Every line from the line containing "One point belongs on each instance of the white barn" through the final line below is to be repeated exactly; no other line is.

[BEGIN Material to process]

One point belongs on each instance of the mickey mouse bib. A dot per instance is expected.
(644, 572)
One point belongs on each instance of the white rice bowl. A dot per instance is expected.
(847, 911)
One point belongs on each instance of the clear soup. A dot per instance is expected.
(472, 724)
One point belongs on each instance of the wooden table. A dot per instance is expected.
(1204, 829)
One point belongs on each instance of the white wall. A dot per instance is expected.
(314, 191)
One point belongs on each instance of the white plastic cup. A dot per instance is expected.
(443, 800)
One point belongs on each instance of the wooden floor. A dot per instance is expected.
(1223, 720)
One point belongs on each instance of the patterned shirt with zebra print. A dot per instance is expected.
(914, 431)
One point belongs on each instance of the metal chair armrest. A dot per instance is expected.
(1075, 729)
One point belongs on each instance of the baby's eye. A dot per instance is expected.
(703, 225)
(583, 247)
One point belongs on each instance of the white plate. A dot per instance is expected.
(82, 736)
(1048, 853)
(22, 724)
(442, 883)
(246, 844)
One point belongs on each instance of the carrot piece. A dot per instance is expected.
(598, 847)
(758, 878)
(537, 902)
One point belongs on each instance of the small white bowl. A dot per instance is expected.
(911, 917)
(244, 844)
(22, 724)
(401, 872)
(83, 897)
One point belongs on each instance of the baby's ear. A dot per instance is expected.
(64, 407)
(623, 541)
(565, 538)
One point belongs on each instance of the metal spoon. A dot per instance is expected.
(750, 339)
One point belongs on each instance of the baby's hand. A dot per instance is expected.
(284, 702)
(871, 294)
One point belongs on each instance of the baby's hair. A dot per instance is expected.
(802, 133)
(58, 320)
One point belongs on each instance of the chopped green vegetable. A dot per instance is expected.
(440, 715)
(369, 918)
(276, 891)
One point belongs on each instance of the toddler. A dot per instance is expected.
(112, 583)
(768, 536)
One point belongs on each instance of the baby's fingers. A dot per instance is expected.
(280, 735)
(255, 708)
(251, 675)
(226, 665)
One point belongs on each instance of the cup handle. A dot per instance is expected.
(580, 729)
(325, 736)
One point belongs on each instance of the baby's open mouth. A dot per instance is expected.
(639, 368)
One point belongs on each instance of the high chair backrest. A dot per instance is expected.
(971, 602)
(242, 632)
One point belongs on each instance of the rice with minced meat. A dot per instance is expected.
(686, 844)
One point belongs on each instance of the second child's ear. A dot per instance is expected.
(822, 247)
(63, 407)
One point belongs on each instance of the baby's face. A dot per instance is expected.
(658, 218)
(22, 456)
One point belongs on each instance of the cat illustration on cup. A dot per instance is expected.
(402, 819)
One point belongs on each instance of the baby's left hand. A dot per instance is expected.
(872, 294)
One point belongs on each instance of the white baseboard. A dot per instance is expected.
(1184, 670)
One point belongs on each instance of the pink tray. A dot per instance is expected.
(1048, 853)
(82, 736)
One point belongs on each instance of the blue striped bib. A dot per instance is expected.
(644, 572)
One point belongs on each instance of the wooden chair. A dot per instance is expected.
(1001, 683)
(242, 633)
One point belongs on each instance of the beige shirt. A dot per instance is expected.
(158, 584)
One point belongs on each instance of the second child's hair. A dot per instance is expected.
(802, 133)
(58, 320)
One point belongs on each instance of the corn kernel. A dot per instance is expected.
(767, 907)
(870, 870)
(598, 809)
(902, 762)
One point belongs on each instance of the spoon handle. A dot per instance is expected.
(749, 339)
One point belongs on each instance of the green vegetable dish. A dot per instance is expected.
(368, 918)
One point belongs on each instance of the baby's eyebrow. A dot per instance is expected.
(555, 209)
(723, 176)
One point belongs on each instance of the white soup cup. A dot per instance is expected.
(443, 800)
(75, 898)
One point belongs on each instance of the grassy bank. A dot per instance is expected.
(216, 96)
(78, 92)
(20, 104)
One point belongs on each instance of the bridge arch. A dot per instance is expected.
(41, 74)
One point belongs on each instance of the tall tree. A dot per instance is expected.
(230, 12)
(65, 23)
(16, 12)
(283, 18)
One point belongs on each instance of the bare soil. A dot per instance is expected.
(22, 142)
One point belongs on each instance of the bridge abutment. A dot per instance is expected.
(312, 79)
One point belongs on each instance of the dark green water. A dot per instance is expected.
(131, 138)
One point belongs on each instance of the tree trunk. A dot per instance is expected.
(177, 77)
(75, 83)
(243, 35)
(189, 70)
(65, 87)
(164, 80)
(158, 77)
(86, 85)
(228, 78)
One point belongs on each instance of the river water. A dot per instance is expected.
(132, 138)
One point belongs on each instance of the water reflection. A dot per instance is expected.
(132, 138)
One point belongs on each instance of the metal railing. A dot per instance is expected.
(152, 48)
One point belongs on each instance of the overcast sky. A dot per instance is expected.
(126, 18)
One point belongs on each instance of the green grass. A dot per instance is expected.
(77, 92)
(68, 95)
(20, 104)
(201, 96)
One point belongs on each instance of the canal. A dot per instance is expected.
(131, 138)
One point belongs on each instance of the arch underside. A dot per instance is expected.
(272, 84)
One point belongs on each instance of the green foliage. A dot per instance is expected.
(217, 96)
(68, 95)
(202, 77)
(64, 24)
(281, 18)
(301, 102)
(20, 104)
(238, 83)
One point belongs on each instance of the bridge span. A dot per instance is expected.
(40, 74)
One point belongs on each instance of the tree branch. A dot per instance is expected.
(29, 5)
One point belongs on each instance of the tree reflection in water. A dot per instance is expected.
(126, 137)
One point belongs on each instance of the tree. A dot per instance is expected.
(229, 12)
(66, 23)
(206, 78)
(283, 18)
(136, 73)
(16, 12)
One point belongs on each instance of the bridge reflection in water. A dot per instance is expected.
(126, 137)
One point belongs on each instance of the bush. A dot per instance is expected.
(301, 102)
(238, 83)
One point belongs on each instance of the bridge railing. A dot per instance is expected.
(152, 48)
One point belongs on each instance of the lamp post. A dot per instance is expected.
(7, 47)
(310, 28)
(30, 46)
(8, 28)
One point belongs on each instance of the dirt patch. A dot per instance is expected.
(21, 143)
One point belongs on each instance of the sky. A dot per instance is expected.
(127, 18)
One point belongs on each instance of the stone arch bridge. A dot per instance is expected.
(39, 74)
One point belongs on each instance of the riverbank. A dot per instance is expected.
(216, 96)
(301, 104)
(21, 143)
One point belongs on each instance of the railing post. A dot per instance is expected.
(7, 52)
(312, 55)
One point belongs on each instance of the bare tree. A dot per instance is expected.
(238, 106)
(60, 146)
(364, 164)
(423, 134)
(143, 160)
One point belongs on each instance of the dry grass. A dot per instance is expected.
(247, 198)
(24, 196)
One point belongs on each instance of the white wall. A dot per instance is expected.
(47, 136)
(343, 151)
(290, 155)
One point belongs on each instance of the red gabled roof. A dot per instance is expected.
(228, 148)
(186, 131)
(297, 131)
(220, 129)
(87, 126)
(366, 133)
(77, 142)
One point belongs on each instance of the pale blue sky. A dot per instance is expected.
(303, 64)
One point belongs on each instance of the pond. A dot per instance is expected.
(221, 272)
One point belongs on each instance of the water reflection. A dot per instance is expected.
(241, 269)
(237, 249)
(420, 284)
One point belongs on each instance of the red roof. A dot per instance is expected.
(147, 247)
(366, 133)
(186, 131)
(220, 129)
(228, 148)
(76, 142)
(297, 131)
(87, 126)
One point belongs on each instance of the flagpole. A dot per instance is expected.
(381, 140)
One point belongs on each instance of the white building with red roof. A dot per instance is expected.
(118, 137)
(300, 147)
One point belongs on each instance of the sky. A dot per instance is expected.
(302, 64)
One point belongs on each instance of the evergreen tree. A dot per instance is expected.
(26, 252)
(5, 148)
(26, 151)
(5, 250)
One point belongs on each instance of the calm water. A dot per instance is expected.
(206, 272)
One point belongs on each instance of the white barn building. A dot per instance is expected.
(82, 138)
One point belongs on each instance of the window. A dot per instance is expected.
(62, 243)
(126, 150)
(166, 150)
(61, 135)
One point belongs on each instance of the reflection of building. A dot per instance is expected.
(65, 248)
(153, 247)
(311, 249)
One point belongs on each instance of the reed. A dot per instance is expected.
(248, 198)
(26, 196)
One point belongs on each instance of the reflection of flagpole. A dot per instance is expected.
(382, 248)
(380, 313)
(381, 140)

[END Material to process]

Exercise answer
One point belongs on each instance of the white barn building. A dot per instance is expected.
(82, 138)
One point belongs on each instance of the window. A dot per instance is expected.
(62, 243)
(126, 150)
(166, 150)
(61, 135)
One point belongs on each instance of the reflection of building. A dot per instance is expected.
(65, 248)
(153, 247)
(311, 249)
One point belongs on each instance of the reed. A dot per instance is expected.
(248, 198)
(26, 196)
One point belongs on each instance of the reflection of flagpole. A dot per instance is expected.
(382, 248)
(380, 313)
(381, 140)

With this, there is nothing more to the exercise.